Retype the material below. Keep every word exactly as it is.

--- BEGIN SUPPLIED DATA ---

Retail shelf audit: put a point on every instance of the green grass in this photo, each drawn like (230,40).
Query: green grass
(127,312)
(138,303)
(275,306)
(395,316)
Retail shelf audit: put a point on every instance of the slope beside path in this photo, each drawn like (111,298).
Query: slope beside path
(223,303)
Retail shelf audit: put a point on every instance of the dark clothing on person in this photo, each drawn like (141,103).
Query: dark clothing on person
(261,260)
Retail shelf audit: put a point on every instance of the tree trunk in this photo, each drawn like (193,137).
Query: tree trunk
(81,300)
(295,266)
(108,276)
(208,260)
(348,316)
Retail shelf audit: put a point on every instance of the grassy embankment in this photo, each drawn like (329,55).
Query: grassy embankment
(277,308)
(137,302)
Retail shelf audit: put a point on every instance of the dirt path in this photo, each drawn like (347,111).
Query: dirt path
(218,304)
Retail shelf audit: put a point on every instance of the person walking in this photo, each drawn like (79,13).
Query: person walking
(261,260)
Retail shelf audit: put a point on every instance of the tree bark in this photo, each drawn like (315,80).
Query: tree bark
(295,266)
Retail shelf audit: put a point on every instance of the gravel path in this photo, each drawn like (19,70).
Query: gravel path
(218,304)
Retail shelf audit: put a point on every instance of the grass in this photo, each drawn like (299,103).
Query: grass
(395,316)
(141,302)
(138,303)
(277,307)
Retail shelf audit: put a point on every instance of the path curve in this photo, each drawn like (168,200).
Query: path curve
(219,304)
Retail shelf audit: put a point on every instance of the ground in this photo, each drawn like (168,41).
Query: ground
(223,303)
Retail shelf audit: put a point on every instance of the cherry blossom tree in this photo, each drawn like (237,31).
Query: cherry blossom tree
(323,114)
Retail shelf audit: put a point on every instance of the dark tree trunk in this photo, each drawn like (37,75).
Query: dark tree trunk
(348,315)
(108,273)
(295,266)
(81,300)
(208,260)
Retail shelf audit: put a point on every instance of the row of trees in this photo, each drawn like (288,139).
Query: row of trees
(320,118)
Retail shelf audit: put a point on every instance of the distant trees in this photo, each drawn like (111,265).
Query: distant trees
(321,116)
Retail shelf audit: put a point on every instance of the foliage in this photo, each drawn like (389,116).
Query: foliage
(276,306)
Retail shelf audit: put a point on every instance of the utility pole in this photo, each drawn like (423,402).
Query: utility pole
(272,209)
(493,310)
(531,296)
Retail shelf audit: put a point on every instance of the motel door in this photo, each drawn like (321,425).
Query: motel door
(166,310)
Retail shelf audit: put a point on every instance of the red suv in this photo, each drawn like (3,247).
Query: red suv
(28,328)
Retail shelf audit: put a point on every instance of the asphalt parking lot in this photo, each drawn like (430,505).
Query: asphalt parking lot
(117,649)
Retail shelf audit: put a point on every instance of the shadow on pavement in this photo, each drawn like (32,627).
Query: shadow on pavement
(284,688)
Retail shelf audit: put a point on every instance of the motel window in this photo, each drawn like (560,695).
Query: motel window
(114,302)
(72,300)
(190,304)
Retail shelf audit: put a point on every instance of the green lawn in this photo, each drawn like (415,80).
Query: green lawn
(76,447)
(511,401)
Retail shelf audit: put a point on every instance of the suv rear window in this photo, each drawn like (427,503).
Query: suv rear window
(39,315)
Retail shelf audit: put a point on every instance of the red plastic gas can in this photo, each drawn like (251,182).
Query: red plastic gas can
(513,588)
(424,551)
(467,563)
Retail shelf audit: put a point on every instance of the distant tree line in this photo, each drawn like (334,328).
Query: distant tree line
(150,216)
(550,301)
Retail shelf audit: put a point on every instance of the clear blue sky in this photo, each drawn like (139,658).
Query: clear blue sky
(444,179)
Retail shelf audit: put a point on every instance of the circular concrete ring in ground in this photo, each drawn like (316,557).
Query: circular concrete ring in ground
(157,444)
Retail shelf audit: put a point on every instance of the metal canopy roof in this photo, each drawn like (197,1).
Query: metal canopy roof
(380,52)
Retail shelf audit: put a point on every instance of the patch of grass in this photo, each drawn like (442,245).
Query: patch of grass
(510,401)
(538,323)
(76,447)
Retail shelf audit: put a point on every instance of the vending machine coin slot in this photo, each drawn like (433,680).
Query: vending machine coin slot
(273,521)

--- END SUPPLIED DATA ---

THE OUTPUT:
Retail shelf audit: put a point on every instance of the green grass in this photo, each drawn like (230,40).
Query: green grass
(127,312)
(138,303)
(275,306)
(395,316)
Retail shelf audit: put a point on every instance of the slope beside path in this photo, each drawn like (111,298).
Query: slope beside path
(223,303)
Retail shelf audit: put a point on every instance of the dark clothing on person in this photo, each drawn like (141,103).
Query: dark clothing on person
(261,260)
Retail shelf audit: put a point on every instance of the tree trunk in this photo, each drawn like (193,137).
Query: tree trunk
(81,300)
(295,266)
(108,276)
(208,260)
(348,316)
Retail shelf audit: put a point on every instance of the grassy embankment in this photo, each drawn like (329,55).
Query: grassy embankment
(277,308)
(137,302)
Retail shelf audit: put a point on every instance of the dirt path in this photo, each drawn like (347,111).
Query: dirt path
(218,304)
Retail shelf audit: put a point on every instance of the person walking in this photo, each drawn like (79,13).
Query: person walking
(261,260)
Retail shelf audit: put a point on every instance of the tree bark in this photo, each drawn like (315,80).
Query: tree bark
(295,266)
Retail shelf audit: put a point on every instance of the gravel path in this photo, each drawn like (19,70).
Query: gravel path
(218,304)
Retail shelf audit: put a point on every instance of the grass in this photo, each drawn like (299,103).
Query: grass
(395,316)
(141,302)
(138,303)
(277,307)
Retail shelf audit: put a point on every instance of the path curve in this photo, each drawn like (168,200).
Query: path curve
(219,304)
Retail shelf audit: put a point on every instance of the ground in this photo, each drawn like (168,41).
Query: ground
(223,303)
Retail shelf audit: put a point on every instance of the cherry blossom tree in this photo, each drawn like (237,31).
Query: cherry blossom tree
(323,114)
Retail shelf audit: put a point on every instance of the dark tree trunk in this photo, each drawn like (37,75).
Query: dark tree trunk
(348,315)
(108,273)
(295,266)
(81,300)
(208,260)
Retail shelf audit: put a point on every instance of the row of trees in this photo, each drawn like (288,139).
Query: row of trees
(320,118)
Retail shelf audit: put a point on every instance of the distant trees in this photo, each drawn like (111,265).
Query: distant trees
(321,116)
Retail shelf audit: put a point on every instance of the foliage in this photo, each drawn like (389,116).
Query: foliage
(276,306)
Retail shelf audit: put a point on every instance of the utility pole in this photo, each drawn like (423,402).
Query: utility pole
(272,209)
(493,310)
(531,296)
Retail shelf audit: put a point on every instance of the motel door in this photo, each drawn like (321,425).
Query: motel door
(166,310)
Retail shelf audit: put a point on every instance of the red suv in this photo, each drawn like (3,247).
Query: red suv
(28,328)
Retail shelf audit: put a point on every instance of the asphalt parking lot in this photo, each drawn like (430,505).
Query: asphalt parking lot
(117,649)
Retail shelf audit: put a point on every instance of the shadow on pavement in this photo, each drawn like (32,627).
Query: shadow on pavement
(284,688)
Retail shelf audit: put a point on every instance of the motel window in this photo, each drawn like (560,695).
Query: motel window
(114,302)
(72,300)
(190,304)
Retail shelf audit: put a point on every instance of the green lawn in this photo, each drawn like (415,80).
Query: green lawn
(76,447)
(511,401)
Retail shelf audit: put a point on every instance of the suv rear window in this photo, each drawn like (427,503).
Query: suv rear window
(39,315)
Retail shelf audit: put a point on every instance of the red plastic gas can in this photo, each drawn like (251,182).
Query: red plastic gas can
(513,588)
(424,551)
(467,563)
Retail shelf audit: put a point on every instance of the distant tree line in this photo, each drawn like (334,328).
Query: distant tree line
(150,216)
(550,301)
Retail shelf audit: put a point on every instance of the clear blue sky in this photo, each drawn like (139,658).
Query: clear blue sky
(444,179)
Retail shelf audit: put a point on every instance of the circular concrete ring in ground in this photo, each drawn like (316,557).
Query: circular concrete ring in ground
(157,444)
Retail shelf audit: put a point on every instance of the metal canopy roof in this photo, each drawn like (197,1).
Query: metal canopy roof
(380,52)
Retail shelf audit: put a point on every instance of the patch of grass in this photo, each drawn like (442,245).
Query: patch of grass
(510,401)
(538,323)
(76,447)
Retail shelf audit: put a point on every instance of the vending machine coin slot in this photo, each drawn like (433,680).
Query: vending machine coin slot
(273,521)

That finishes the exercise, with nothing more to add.